:: Rows pointing to named objects ::

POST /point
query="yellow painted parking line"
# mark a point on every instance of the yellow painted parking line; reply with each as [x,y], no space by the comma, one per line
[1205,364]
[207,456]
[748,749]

:: EXERCISE DESCRIPTION ::
Rewrite every line of the rows, requests included, with each point coordinate in the answers multiplied by 2.6 and rounded to a whole number, halves rounding up.

:: COMPLETED EXERCISE ::
POST /point
query="yellow painted parking line"
# mark a point on every instance of the yellow painted parking line; reply with each as [x,y], no space by the comma, one per line
[3133,946]
[538,1186]
[1945,1947]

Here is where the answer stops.